[Collection entries]
BEGIN
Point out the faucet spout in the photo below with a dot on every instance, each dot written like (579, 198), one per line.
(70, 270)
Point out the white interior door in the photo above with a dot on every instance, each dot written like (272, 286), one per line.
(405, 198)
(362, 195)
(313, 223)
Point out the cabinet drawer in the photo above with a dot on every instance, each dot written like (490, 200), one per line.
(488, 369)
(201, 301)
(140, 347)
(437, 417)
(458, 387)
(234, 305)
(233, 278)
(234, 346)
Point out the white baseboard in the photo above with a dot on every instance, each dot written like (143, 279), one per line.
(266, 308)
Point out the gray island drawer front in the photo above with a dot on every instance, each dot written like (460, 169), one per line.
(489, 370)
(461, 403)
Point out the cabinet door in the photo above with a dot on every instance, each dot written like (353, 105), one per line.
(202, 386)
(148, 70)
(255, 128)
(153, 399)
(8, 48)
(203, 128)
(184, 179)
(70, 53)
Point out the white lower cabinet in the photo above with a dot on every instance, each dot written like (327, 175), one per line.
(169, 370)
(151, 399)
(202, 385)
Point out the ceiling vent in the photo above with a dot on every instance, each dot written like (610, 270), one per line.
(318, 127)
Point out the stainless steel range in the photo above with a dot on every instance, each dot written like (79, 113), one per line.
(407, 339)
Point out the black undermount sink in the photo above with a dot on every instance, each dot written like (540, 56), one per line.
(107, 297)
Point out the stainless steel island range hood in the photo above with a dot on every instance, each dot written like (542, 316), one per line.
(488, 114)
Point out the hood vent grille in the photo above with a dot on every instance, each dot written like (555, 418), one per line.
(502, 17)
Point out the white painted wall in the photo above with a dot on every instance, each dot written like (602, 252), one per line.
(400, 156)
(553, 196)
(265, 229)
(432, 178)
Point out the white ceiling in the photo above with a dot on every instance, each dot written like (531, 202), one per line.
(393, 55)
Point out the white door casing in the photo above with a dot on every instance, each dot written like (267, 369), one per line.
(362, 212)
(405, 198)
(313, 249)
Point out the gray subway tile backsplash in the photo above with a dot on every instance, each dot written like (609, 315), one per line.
END
#### The exercise
Only the lines from the one that contains "Point out the white painted" to the end of the data should be output, exactly as they appear.

#### Completed exercise
Point out the white painted wall in the photo above with a dot on every instance, each dot written like (602, 252), one per line.
(400, 156)
(553, 196)
(265, 229)
(432, 178)
Point out the white ceiling in the photo above with a dot on every instance, each dot written like (531, 202), one per line.
(393, 55)
Point out the white door casing in the photo above with a dot on every instance, each dot written like (267, 369), one per line.
(362, 212)
(405, 198)
(313, 249)
Point out the gray subway tile backsplash in the photo above with a dot on every instance, each dot written like (609, 315), one per line.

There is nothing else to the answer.